> CONSIGNE ÉCRITE: Indiquez, s'il vous plaît, combien de lignes ci-dessous contiennent la chaîne « seawall ». Donnez seulement le nombre.

> LIGNES FOURNIES:
-------------------------

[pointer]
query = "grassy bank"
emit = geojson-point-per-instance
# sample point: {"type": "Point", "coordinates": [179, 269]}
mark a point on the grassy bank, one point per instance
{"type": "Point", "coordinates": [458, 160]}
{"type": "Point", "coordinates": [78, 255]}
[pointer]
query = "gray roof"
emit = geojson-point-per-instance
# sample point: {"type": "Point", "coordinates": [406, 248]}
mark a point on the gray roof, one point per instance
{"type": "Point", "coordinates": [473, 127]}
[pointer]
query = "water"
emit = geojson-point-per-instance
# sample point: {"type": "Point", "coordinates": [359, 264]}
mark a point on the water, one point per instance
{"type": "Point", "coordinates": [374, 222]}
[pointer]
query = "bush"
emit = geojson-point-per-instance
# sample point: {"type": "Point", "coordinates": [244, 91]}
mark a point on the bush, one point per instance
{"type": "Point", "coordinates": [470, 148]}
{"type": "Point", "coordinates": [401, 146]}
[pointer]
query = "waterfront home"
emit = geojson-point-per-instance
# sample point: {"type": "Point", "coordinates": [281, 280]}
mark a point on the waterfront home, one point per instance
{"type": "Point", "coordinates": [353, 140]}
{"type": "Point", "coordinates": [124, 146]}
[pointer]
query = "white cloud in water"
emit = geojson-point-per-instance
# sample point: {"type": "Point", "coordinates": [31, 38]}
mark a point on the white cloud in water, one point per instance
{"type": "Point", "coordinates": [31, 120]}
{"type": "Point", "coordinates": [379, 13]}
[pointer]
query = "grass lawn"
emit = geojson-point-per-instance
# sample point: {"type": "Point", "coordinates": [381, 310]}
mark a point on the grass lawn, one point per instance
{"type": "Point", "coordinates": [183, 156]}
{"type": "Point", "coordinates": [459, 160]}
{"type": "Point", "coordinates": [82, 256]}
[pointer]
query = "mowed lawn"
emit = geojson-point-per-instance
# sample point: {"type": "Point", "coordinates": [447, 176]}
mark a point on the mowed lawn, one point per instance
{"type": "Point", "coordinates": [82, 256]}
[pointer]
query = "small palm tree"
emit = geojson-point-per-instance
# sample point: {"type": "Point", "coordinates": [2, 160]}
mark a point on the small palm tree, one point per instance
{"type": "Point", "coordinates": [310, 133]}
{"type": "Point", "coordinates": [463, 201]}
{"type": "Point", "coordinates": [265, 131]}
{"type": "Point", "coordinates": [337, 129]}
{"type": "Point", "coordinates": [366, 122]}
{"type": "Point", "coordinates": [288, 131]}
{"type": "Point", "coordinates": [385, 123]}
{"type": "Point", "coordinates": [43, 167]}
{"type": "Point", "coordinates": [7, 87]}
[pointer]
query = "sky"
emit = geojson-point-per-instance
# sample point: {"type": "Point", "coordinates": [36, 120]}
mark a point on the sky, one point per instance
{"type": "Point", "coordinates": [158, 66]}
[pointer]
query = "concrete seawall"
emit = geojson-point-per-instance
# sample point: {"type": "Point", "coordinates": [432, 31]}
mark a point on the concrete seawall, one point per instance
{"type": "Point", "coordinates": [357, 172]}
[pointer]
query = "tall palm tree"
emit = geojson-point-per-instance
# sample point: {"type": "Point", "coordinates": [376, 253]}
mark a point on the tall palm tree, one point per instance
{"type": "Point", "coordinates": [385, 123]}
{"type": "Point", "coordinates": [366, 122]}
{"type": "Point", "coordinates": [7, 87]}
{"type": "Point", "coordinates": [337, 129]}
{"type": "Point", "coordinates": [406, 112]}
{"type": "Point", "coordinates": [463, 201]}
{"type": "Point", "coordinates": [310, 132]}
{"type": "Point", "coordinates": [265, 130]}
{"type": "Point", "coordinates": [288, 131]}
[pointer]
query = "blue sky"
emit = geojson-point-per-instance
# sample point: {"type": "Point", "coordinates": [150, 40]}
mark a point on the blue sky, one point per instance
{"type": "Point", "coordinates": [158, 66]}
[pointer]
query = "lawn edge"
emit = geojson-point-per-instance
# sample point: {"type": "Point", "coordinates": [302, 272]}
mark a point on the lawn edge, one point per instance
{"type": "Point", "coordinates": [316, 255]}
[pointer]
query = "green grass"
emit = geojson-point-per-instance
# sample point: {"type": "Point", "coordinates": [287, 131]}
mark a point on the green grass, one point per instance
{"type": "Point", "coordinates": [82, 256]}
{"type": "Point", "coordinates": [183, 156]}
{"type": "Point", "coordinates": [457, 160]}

-------------------------

> SOLUTION DU PROBLÈME: 2